#### EXERCISE TASK A:
Name each figure that the HID lamp control text describes as a flow chart, along with what that chart shows.
#### EXERCISE TASK B:
Pick up the HID lamp control text after its last sentence and carry the detailed description forward.

#### PAGE TEXT:
——————————
The power control unit may alternatively be a magnetic ballast, or an electronic ballast.

The controller may further include a memory storing the power-time characteristic, and a microprocessor for determining the power required at a given time from the power-time characteristic.

The timer may be an electronic clock with a non-volatile memory that accumulates and stores the total running time of the lamp.

According to another aspect, the present invention provides a system for operating one or more high intensity discharge (HID) lamps of a particular type and rating, and having a defined operating life, at a predetermined substantially constant luminous flux output, the system including:

wherein the master controller communicates a power to the slave controllers at a plurality of different times in the operating life of the HID lamps, the power determined according to a power-time characteristic developed using a test lamp of a similar type and rating to the HID lamps, the power-time characteristic for operating HID lamps of that type and rating at the predetermined luminous flux output.

The master controller may include a memory storing the power-time characteristic, and a microprocessor for determining the power required at a given time from the power-time characteristic. If the power-time characteristic is stored as codes indicating the power required at specific operating times, the microprocessor determines the code corresponding to a given time, rather than the power required at the given time.

This information is then communicated to the slave controllers using the transmitter. The communication between the master and slave controllers may be wired, fibre optic, wireless or a combination of these types of communication links.

In the embodiment where codes are transmitted, the slave controller may include a memory storing the amount of power corresponding to codes in the power-time characteristic, and a microprocessor for determining the power required from a code. The slave controller can then run the lamp at the required power.

The master/slave controller system is suitable for situations where a series of lamps are illuminated simultaneously, for example, at a sports stadium. It reduces the cost of the lighting system, as the slave controllers do not need separate timers and memories to store the power-time characteristic.

For a better understanding of the invention and to show how it may be performed, embodiments of the present invention will now be described, by way of example only, with reference to the accompanying drawings.

FIG. 1 is a schematic block diagram of a controller and other components to operate a lamp.

FIG. 2 is a flow chart of a method for developing a power-time characteristic for operating lamps of a particular type and rating at a substantially constant luminous flux output.

FIG. 3 is a graph of a typical power-time characteristic for a 1500 W metal halide lamp.

FIG. 4 is a schematic block diagram of a master controller and slave controllers.

FIG. 5 is a table storing a power-time characteristic as power codes corresponding to different time intervals in the operating life of a lamp.

FIG. 6 is a table relating the power codes of FIG. 5 with actual amounts of current to be injected into the lamp.

FIG. 7 shows in more detail the components of a master controller for establishing a power-time characteristic.

FIG. 8 is a flow chart of a method for operating lamps using a master controller and slave controllers.

FIG. 9 is a flow chart of a method for operating lamps having different starting times.

FIG. 10 is a graph showing power-time characteristics for operating lamps which have different starting times.

Specific embodiments of the invention will now be described with reference to the accompanying drawings. This invention may, however, be embodied in many different forms and should not be construed as limited to the embodiments set forth herein; rather, these embodiments are provided so that this disclosure will be thorough and complete, and will fully convey the scope of the invention to those skilled in the art. The terminology used in the detailed description of the embodiments illustrated in the accompanying drawings is not intended to be limiting of the invention. In the drawings, like numbers refer to like elements.
——————————
#### EXCERPTED RECORDS:
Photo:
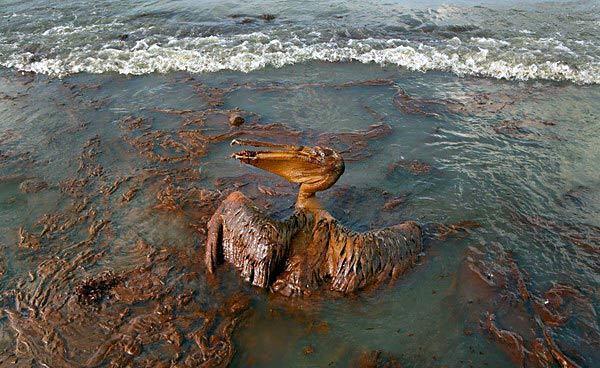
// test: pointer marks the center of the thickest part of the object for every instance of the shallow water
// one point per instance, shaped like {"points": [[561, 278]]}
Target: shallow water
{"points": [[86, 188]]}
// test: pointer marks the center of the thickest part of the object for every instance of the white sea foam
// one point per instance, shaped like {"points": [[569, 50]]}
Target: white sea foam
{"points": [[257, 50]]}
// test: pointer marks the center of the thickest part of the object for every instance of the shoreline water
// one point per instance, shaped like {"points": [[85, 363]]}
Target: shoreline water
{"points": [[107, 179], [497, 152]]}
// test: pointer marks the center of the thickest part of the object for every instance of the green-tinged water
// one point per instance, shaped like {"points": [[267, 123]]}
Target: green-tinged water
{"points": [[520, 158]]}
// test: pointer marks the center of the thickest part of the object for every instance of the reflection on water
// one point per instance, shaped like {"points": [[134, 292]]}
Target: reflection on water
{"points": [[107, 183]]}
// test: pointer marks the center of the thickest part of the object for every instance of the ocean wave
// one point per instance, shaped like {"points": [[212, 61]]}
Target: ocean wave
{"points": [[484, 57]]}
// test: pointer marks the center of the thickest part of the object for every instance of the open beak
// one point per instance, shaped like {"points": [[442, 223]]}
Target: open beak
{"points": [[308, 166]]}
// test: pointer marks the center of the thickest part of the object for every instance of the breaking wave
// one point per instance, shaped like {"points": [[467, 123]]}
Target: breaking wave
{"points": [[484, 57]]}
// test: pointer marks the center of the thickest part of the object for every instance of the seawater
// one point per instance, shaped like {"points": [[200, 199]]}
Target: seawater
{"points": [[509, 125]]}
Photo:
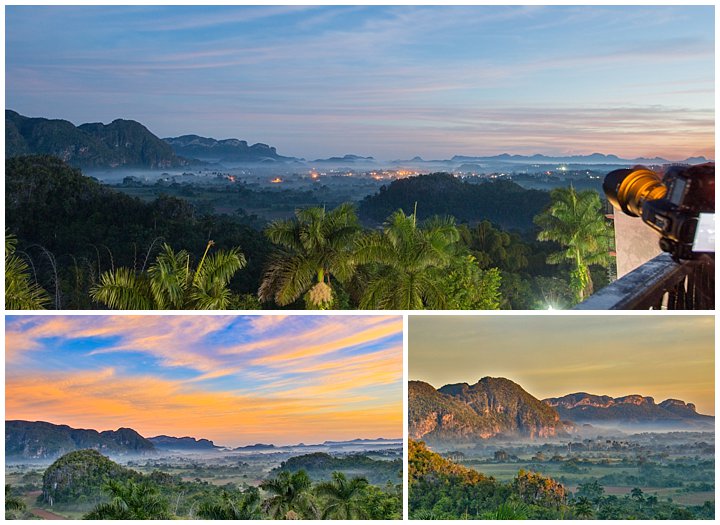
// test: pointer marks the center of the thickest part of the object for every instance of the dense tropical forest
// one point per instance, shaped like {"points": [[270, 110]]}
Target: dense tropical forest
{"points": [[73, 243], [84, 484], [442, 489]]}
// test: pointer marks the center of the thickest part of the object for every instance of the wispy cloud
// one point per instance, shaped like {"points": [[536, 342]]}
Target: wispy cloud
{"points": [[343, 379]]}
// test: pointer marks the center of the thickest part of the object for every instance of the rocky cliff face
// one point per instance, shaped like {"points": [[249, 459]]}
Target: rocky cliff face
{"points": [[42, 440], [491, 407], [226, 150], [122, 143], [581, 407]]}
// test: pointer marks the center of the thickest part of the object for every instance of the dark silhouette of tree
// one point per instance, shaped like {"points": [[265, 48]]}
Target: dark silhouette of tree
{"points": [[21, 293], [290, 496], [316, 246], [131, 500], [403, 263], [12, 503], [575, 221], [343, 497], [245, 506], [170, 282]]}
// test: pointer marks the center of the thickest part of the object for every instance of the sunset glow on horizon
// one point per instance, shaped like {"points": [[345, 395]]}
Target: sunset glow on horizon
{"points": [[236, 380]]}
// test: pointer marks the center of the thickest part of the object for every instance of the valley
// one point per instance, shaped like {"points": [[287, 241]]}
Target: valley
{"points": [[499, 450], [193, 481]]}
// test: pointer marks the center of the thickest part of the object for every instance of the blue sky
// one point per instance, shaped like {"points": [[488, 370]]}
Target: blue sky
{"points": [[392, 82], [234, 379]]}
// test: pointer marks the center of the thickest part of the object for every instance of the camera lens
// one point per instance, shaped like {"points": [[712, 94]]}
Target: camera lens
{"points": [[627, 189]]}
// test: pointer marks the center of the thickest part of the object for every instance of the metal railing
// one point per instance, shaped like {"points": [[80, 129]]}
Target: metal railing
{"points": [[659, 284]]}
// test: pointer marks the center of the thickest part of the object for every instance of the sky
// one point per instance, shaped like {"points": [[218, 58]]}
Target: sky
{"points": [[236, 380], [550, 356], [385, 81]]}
——————————
#### REPLY A:
- FIG. 2: a method for developing a power-time characteristic for operating lamps of a particular type and rating at a substantially constant luminous flux output.
- FIG. 8: a method for operating lamps using a master controller and slave controllers.
- FIG. 9: a method for operating lamps having different starting times.

#### REPLY B:
FIG. 1 shows a schematic block diagram of a controller 10 and other components to operate a HID lamp 16.

An AC power source 12 is placed in circuit with an ignitor 14 and the lamp 16. The circuit also includes a power factor correction capacitor 18 connected across the terminals of the AC power source 12.

The controller 10 shown in this embodiment includes a transformer 20, being a step-up transformer that acts to inject voltage into the lamp circuit to facilitate lamp starting. The transformer 20 is connected in series with the lamp circuit and injects approximately 277 volts AC into the circuit and subsequently into the lamp 16. This aids in starting of the lamp 16, particularly as it ages.

The transformer 20 is electrically connected to a primary ballast 22, which in this embodiment is an inductor. A control ballast 24 and an electronic switch (e.g. a triac) 26 are connected in parallel with the primary ballast 22 as a current injector. The primary ballast 22, control ballast 24 and switch 26 together from a power control unit 27.

When the switch 26 is closed, current flows through the control ballast 24, and the control ballast 24 thereby injects current into the main circuit. The control ballast 24 is switched in a transient fashion, e.g. only for a portion of the duration of a cycle of the AC supply.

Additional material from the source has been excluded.